## START

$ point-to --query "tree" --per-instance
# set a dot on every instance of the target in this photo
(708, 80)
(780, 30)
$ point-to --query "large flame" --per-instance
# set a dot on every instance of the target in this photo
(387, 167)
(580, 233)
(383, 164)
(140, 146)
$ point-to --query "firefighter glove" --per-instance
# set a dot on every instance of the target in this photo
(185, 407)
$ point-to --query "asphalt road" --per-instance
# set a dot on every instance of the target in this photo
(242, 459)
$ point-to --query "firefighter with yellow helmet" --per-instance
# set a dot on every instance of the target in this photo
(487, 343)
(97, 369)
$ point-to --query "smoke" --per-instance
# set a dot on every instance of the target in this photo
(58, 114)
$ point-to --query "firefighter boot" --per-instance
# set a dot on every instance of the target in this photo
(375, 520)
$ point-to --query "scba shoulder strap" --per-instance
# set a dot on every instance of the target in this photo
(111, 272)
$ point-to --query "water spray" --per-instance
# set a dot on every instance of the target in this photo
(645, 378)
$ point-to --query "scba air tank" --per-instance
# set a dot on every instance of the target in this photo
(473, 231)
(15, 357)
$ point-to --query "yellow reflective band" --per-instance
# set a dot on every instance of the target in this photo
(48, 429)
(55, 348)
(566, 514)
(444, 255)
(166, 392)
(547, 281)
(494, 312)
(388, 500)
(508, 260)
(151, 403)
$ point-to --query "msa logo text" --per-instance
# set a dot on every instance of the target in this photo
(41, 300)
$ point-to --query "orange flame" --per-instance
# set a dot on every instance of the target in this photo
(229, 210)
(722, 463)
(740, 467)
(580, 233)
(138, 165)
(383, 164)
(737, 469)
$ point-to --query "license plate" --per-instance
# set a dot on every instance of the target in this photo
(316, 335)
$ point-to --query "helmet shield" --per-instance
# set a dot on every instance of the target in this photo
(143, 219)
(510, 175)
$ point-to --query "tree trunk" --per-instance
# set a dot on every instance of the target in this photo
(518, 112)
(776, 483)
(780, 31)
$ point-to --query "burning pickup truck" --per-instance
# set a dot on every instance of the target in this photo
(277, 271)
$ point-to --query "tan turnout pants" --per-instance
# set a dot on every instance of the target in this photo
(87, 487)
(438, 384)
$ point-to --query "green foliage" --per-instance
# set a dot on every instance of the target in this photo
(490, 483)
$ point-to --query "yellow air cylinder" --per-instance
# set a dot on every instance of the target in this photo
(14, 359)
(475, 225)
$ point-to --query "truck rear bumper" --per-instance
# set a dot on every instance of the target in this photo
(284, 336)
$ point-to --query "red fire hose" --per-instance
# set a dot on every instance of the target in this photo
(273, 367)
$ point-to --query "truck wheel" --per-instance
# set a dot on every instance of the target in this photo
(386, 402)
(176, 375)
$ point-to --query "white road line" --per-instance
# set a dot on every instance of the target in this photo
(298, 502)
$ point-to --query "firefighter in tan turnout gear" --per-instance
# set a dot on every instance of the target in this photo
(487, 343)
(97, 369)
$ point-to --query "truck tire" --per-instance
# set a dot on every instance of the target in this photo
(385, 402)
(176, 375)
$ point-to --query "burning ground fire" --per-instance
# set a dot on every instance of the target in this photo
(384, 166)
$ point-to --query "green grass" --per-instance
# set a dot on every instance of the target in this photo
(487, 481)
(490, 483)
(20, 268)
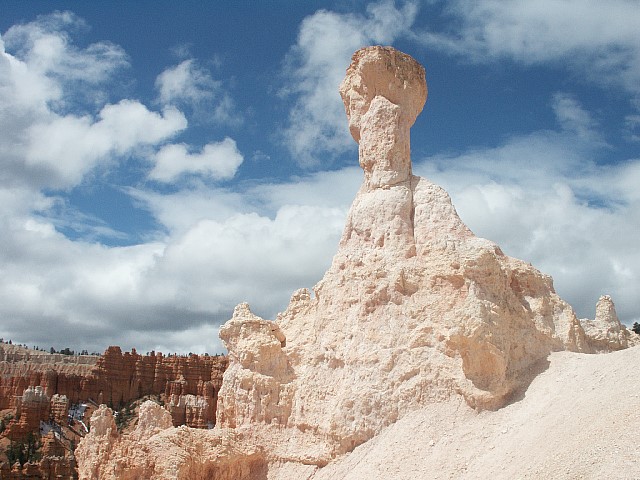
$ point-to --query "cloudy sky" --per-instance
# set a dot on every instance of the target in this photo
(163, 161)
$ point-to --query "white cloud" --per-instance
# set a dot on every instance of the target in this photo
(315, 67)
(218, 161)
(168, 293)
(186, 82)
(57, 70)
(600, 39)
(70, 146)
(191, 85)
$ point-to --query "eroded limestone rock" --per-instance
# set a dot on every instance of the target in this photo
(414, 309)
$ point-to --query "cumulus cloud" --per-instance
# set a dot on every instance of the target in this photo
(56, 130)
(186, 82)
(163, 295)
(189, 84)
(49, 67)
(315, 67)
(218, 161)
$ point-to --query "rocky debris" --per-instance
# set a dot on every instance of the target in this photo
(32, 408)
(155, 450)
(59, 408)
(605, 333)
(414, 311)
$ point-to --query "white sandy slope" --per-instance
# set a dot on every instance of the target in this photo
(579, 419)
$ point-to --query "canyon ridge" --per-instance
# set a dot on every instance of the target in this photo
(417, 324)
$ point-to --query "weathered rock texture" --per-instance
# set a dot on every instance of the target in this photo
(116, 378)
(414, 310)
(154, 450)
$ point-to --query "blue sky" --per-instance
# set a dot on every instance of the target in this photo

## END
## START

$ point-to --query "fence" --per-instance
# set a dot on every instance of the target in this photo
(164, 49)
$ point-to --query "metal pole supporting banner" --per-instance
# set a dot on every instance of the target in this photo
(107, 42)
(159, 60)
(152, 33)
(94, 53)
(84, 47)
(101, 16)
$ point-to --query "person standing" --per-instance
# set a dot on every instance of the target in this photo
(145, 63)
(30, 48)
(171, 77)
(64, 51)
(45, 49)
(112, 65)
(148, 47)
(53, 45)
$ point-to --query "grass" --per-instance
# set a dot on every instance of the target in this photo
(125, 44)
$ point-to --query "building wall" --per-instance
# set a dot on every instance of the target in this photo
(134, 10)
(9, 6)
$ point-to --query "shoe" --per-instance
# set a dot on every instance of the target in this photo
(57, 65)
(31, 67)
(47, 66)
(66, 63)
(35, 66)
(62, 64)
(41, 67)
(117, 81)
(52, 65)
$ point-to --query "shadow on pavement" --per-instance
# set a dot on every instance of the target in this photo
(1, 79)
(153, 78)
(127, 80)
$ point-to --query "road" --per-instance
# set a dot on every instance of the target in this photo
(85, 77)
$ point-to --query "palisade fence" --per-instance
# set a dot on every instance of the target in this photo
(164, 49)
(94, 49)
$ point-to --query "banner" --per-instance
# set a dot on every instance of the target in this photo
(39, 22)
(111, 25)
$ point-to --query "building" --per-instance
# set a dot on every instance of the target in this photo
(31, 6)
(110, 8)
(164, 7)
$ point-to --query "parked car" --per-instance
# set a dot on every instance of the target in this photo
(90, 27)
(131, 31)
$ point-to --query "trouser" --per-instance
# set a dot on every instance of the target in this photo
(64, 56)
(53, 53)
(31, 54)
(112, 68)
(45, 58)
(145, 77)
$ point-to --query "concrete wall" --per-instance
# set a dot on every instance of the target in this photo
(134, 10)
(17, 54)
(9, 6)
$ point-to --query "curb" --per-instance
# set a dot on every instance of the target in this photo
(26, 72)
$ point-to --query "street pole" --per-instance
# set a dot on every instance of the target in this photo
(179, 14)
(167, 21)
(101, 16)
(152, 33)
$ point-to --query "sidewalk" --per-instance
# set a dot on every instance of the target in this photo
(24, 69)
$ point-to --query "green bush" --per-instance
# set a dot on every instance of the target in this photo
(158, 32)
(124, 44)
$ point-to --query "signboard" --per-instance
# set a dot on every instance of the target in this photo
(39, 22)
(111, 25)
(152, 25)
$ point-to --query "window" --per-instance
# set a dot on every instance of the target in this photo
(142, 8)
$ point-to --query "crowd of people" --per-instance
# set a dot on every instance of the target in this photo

## END

What you have to do - Count the lines in the records that contain the string "fence", and give only that number.

Result for this exercise - 2